§ Work instructions:
a) Answer these questions from the lupus diagnosis text:
(i) What does the text call the most distinctive sign of lupus?
(ii) What does the text say a negative anti-nuclear antibody (ANA) test means?
(iii) What could a chest X-ray reveal?
b) Reproduce the lupus diagnosis text from "With all these" to "quite some time.".

With all these vague and confusing symptoms, how will I ever know whether I do have lupus or not?

Diagnosing lupus on the basis of symptoms alone can be a tricky thing even for a physician. However, certain symptoms, such as butterfly rash, joint pains etc may be a pointer towards the disease. There is certainly no clear set of diagnostic criteria for lupus. Often the symptoms are non-specific and occur in other diseases too so they can be quite misleading. It may take months and a lot of patience before the disease is diagnosed even when the patient has been feeling unwell for quite some time.

What are steps have to follow to conform the possibility of lupus?

If you suspect that you might have lupus based on your symptoms do not hesitate to consult your primary health care doctor. You may be referred to several specialists before you are able to be diagnosed correctly. Your doctors will have to rule out other common reasons for your symptoms before considering the possibility of lupus.

Your doctors will take a detailed medical history so be prepared by writing down all your symptoms before any appointment. You will be asked whether your symptoms come and go, whether sunlight triggers these symptoms, whether you have had rashes off and on and whether anyone in your family has been diagnosed with an autoimmune disorder. You will also be asked whether you plan to get pregnant.

A full physical examination will be carried out. Your skin will be checked for rashes or other signs of the disease. The most distinctive sign of lupus is the butterfly rash that resembles a butterfly spread across the face, over the nose bridge and both cheeks. However, this does not occur in all cases of lupus.

The examining doctor will also look for sores in the mouth or nose which may have been present for a while. He will examine your fingers and toes for any discolouration and check for any swollen glands. A general exam will also be carried out to check for any evidence of heart, liver, kidney or joint disease.   

What are the preferred tests for diagnosing lupus ?

Based on your medical and family history the doctor may advise some tests.

1.Urine testurine test

A urine test which may reveal blood casts and albuminuria if the lupus has affected your kidneys. That however is not diagnostic of lupus itself but rather of kidney disease.

2.Blood test

A complete blood test which might reveal a low haemoglobin, a low RBC count, a low platelet count and a low TLC count. The anaemia could be indicative of lupus.

3.ESR test

Erythrocytes sedimentation rate or ESR could be raised. This test too is not specific for lupus as it could occur in other conditions as well.

4.Kidney function tests

Kidney function tests such as serum creatinine and blood urea could reveal whether the kidneys have been affected.

5.Liver function tests

Liver function tests may also be done to assess any damage to the liver.

6. Skin biopsy

Skin biopsy which takes a small sample of your skin and examines it under the microscope could definitely help diagnosing lupus.

7.Autoimmune disorder

More importantly, an anti-nuclear antibody (ANA) will reveal whether you have any auto antibodies which would be indicative of an autoimmune disorder. If your test is negative then lupus is ruled out conclusively. If the test is positive other tests specific for lupus may be done.

8.Immunological tests

Further specific immunological tests such as anti SS and anti DS and others may be advised.

9.Chest X-ray

A chest X-ray could reveal any inflammation or fluids in the lungs.

10.Kidney biopsy

A kidney biopsy could also be carried out.

11. Anti phospholipid test

An anti phospholipid test could reveal increased tendency for blood clots .


Symptoms, Signs and Tests

Based on a combination of symptoms, signs and tests a lupus diagnosis might be reached at and treatment started. There is no cure for lupus, but medicines and lifestyle changes can help manage the disease.

Referring expression pointing data
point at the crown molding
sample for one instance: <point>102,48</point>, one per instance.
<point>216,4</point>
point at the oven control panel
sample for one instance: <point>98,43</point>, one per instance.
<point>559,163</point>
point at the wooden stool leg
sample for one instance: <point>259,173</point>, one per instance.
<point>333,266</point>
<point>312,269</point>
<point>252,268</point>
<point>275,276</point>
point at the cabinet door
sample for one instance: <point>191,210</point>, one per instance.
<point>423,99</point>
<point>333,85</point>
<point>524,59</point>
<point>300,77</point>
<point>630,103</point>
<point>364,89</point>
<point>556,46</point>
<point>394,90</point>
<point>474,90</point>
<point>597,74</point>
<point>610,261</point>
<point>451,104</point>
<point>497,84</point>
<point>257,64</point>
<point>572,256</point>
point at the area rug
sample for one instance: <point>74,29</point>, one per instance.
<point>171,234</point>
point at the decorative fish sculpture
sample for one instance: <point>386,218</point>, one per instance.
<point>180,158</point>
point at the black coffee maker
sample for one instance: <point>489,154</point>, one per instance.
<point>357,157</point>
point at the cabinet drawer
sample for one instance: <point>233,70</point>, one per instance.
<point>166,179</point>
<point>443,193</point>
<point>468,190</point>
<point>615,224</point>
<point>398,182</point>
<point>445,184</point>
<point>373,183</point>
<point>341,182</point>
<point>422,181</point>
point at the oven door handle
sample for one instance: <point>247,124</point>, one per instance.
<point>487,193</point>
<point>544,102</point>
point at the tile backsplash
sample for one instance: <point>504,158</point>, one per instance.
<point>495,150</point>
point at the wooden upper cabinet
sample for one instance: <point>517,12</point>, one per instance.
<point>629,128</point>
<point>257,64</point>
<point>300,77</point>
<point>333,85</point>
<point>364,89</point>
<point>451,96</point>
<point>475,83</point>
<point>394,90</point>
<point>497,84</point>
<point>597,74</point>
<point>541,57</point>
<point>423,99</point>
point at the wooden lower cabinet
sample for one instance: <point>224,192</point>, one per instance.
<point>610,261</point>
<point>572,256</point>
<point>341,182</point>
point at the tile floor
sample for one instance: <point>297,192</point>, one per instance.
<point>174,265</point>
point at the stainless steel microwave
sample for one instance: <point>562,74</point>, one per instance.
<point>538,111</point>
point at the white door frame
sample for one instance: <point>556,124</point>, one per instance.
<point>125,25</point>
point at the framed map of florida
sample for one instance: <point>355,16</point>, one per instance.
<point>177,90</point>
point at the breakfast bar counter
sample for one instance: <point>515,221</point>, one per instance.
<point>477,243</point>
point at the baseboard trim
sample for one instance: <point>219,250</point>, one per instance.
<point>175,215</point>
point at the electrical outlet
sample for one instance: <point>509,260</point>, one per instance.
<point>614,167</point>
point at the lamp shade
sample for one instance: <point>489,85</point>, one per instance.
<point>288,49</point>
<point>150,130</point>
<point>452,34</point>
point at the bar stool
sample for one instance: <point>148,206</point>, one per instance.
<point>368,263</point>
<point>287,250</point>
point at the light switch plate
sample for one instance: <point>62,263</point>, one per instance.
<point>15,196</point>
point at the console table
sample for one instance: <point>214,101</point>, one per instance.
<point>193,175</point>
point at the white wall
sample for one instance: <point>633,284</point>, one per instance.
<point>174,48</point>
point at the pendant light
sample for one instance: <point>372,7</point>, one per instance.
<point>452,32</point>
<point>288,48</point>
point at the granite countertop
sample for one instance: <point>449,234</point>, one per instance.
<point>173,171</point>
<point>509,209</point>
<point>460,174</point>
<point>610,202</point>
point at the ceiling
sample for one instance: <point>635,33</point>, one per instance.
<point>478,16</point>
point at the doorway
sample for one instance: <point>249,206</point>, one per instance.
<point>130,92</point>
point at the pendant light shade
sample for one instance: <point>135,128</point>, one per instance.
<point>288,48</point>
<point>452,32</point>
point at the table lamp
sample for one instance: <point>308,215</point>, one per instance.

§ Set of answers:
a)
(i) The butterfly rash, which resembles a butterfly spread across the face, over the nose bridge and both cheeks.
(ii) Lupus is ruled out conclusively.
(iii) Any inflammation or fluids in the lungs.

b)
With all these vague and confusing symptoms, how will I ever know whether I do have lupus or not?

Diagnosing lupus on the basis of symptoms alone can be a tricky thing even for a physician. However, certain symptoms, such as butterfly rash, joint pains etc may be a pointer towards the disease. There is certainly no clear set of diagnostic criteria for lupus. Often the symptoms are non-specific and occur in other diseases too so they can be quite misleading. It may take months and a lot of patience before the disease is diagnosed even when the patient has been feeling unwell for quite some time.